Document excerpt =
Some homes will try to coordinate discharges, if appropriate, so a patient would receive an IV or medication at home. For example, consider a patient who recently had hip surgery and was projected to be at McLean for 14 days. The Neupogen was due to be administered on day 10 and, because McLean does not administer the regimen, the facility would be responsible for the costs to transport the patient to the oncologist, the drug, and the return trip to the nursing home, Veith says. “So sometimes, we will call the practitioners to see if the patient can adjust the medication schedule, only if appropriate,” to shift costs to other facilities, she says.
Given the mission of LTC facilities and state law, this is difficult. An assisted living resident at McLean recently needed hyperbaric oxygen, ordered by the resident’s surgeon. “We couldn’t not admit her back,” Veith says, and the procedure cost McLean $22,000. If Medicare feels you are denying admission based on payment, that’s not allowed. The only way to manage it is is to have clear admission criteria. For example, McLean won’t administer IVs or palliative care, as is written in a policy.
FORMULARY SAVINGS
Once per quarter, McLean has a medical director meeting with Omnicare and they review formulary, actual, and potential savings. McLean, along with most nursing home facilities, has a Part A formulary, all but necessary to manage the per diem costs. Some drugs on the formulary—created by Omnicare and the medical directors—have prior authorizations (PA). Adopting a new drug for a patient is not so simple, even if the drug is just as or more effective, because the facility has to look closely at costs. If the drug might help the patient improve activities of daily living versus an existing formulary product and to make occupational therapy sessions as scheduled, there are some financial benefits for switching to the new drug, says Veith.

Given records =
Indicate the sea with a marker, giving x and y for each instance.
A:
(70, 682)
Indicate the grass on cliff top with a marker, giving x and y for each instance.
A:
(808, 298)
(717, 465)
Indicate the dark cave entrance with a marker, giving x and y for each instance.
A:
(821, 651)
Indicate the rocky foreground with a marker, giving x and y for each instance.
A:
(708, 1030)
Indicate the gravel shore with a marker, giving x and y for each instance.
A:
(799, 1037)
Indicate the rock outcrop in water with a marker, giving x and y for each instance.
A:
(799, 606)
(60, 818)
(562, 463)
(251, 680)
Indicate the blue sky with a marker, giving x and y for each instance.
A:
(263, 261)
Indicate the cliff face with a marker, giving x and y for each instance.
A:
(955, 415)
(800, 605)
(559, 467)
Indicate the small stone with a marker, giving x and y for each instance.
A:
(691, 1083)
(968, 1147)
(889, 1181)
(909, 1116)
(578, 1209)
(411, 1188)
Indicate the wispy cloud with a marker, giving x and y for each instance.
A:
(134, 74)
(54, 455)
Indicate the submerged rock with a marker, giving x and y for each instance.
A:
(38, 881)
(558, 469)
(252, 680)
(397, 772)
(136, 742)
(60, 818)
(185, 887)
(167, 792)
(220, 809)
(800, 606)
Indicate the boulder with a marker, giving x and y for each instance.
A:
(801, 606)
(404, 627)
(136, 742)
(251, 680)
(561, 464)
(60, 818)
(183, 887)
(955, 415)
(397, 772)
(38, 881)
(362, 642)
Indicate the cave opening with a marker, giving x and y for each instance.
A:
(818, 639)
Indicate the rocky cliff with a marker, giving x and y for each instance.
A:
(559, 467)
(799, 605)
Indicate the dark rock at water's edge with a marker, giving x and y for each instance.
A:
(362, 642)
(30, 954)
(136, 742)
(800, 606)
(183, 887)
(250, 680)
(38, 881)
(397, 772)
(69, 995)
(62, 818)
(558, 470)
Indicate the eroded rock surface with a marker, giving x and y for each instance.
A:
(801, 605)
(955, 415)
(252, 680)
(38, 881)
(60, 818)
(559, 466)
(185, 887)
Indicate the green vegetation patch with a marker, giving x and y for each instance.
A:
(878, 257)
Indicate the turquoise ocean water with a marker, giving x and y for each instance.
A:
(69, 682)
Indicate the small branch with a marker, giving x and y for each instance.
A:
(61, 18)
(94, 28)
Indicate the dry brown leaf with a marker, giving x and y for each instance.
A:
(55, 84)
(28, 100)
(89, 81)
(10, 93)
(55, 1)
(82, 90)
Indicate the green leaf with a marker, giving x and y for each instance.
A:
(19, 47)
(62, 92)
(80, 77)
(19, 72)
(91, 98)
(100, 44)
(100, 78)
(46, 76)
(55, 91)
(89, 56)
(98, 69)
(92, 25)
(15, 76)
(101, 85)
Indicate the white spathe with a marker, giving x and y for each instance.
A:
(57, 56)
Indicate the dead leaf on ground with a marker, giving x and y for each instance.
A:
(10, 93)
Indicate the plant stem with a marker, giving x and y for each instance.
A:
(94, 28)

Explore the material =
1. In the excerpt on nursing home drug costs, list the costs that the Neupogen example says the facility would be responsible for.
2. Carry the excerpt on nursing home drug costs forward from its last sentence.

Responses to the exercise =
1.
- Transporting the patient to the oncologist
- The drug
- The return trip to the nursing home

2.
Clinical decisions about medications can often be put into buckets of short- and long-stay patients and their medication regimens. Unexpected costs also arise, and although they may not affect medications directly, they do affect how a home would view a patient’s overall stay, and possibly affect medication decisions. For example, McLean recently dealt with a woman who had a car accident and needed arm and leg surgeries. She had an orthopedic surgeon work on her leg, and a different doctor for her arm. Each trip to the hospital and doctor offices for consultations and surgeries cost McLean about $250 because Medicare won’t pay for transportation, unless the patient is on a stretcher. The hospital did not have to pick up those costs.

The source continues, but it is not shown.